Provide again, from the entries below, every line from the one containing "For every instance of the ground" through the one containing "For every instance of the green", exactly as written, and no other line.

- Extracted data -
================

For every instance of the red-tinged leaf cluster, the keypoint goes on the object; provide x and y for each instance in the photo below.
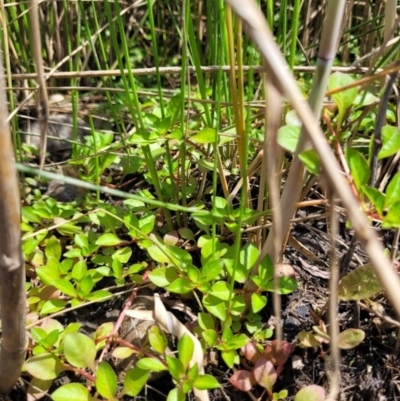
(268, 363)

================

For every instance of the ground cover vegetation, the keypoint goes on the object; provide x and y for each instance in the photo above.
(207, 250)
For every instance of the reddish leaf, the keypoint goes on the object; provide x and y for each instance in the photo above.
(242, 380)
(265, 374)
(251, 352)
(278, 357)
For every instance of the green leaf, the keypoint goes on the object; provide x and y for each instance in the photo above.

================

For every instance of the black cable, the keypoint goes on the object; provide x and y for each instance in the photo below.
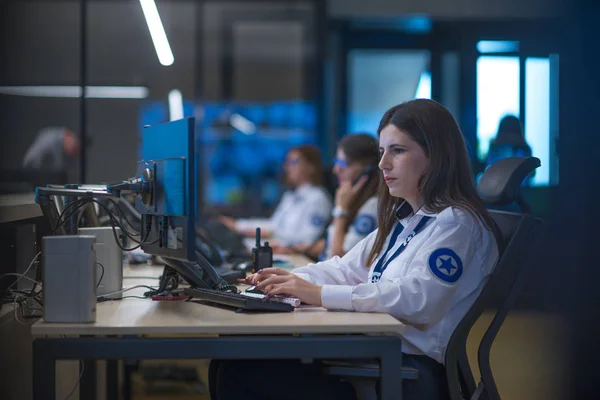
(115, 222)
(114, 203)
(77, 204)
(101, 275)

================

- Answer box -
For every instance of the ground cover vegetation, the keypoint goes on the object; provide x and y for each instance in the photo above.
(207, 250)
For every instance of the reddish leaf, the keypoint goes on the object; provide x and y for each instance in the photo above.
(242, 380)
(265, 374)
(251, 352)
(278, 357)
For every instance of the green leaf, the keypoint goes on the object; provide x and y for each instance in the photo above.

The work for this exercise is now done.